• PROBLEM DETAILS
Write out the entries below as a CSV file with two columns, "query" and "bbox", and one row for each entry. Put the entry's text in the first column and its answer in the second, with each value in its own quoted field and any line breaks replaced by spaces.

• MATERIAL SHOWN
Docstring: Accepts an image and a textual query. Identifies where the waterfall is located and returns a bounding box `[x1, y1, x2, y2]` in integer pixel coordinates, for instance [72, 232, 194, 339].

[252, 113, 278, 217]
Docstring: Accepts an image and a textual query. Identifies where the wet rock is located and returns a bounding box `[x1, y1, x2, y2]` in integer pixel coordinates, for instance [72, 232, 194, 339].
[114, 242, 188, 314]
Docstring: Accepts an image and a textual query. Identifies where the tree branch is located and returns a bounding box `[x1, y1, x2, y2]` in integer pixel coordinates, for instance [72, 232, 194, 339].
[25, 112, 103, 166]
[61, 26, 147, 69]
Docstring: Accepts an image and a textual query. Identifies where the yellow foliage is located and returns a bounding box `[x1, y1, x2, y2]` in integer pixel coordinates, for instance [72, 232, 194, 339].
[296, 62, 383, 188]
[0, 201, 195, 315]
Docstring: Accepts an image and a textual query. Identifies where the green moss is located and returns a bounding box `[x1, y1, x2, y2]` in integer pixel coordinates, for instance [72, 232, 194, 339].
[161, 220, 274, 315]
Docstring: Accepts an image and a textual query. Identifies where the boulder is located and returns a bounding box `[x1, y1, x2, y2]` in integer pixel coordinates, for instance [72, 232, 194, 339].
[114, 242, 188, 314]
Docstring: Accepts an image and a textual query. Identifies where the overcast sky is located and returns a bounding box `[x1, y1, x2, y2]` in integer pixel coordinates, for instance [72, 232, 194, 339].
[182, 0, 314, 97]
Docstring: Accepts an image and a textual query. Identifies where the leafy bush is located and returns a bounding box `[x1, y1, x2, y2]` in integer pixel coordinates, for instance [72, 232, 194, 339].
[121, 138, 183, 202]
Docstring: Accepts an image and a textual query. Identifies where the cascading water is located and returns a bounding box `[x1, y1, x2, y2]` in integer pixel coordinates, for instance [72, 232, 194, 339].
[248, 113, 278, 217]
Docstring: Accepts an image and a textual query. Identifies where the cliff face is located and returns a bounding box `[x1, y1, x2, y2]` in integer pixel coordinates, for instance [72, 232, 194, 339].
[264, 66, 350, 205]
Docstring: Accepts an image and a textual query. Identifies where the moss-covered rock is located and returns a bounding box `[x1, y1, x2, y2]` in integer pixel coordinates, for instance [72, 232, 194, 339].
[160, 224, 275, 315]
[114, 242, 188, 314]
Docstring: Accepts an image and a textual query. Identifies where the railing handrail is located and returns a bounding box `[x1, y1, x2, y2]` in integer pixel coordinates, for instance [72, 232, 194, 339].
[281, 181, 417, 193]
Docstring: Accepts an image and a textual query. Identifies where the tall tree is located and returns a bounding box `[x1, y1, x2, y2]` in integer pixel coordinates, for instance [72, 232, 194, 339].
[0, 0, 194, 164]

• CORRECT RESPONSE
query,bbox
"Docstring: Accepts an image and a textual query. Identifies where the waterfall is located and returns a bounding box `[x1, y1, x2, y2]` in integer pixel coordinates, for instance [72, 232, 194, 339].","[252, 113, 278, 217]"
"Docstring: Accepts an image and a textual query. Identifies where the wet rock is located and returns a bounding box `[x1, y1, x2, y2]` in integer pixel coordinates, for instance [72, 232, 194, 339].","[114, 242, 188, 314]"
"Docstring: Accepts an image and a textual query. Identifies where the tree branch is located and returns a bounding box `[x1, y1, x2, y2]` in integer pixel coordinates, for instance [72, 232, 194, 339].","[25, 112, 103, 166] [61, 26, 147, 69]"
"Docstring: Accepts an image and a textual query. Identifies where the yellow foliage is located and returns a bounding box `[x1, y1, x2, y2]` in integer pixel coordinates, for instance [72, 232, 194, 339].","[296, 62, 383, 188] [0, 201, 195, 315]"
"Docstring: Accepts an image and a textual query. Identifies where the green moss is located and returns a bounding box `[x1, y1, x2, y2]` in integer pixel coordinates, for instance [72, 232, 194, 339].","[161, 220, 274, 315]"
"Docstring: Accepts an image and a textual query. Identifies where the boulder is located and returns a bounding box `[x1, y1, x2, y2]` in integer pixel coordinates, for instance [72, 232, 194, 339].","[114, 242, 188, 314]"
"Docstring: Accepts an image and a textual query. Identifies where the overcast sky is located and returns a bounding box `[x1, y1, x2, y2]` in integer pixel coordinates, for instance [72, 232, 194, 339].","[182, 0, 314, 97]"
"Docstring: Accepts an image and a textual query. Identifies where the leafy bush is located and returns a bounding box `[x1, y1, x2, y2]` in integer pixel coordinates, for instance [72, 232, 194, 339].","[121, 138, 183, 202]"
"Docstring: Accepts an image and a textual query. Identifies where the cascading water is located and returns a bounding box `[x1, y1, x2, y2]` in integer pixel coordinates, for instance [72, 232, 194, 339].","[248, 113, 278, 217]"
"Docstring: Accepts an image and a textual query. Identifies where the cliff face is located and returns a bounding box `[x1, y1, x2, y2]` in integer pixel coordinates, for instance [72, 232, 194, 339].","[264, 66, 350, 205]"
"Docstring: Accepts an image and a textual query. Identifies where the moss-covered rock is located and returns a bounding box `[x1, y1, x2, y2]` in integer pixel coordinates, for instance [72, 232, 194, 339].","[160, 224, 275, 315] [114, 242, 188, 314]"
"Docstring: Accepts an image and a textual query. Identifies where the railing handrail is located and returns a bounding box `[x1, y1, x2, y2]` in integer pixel coordinates, for instance [72, 232, 194, 339].","[281, 181, 417, 193]"
"Docstring: Accepts an image and a textual query. Identifies where the tall tree is located and returns a bounding box `[x1, y1, x2, y2]` in integer pixel coordinates, for instance [72, 232, 194, 339].","[0, 0, 194, 164]"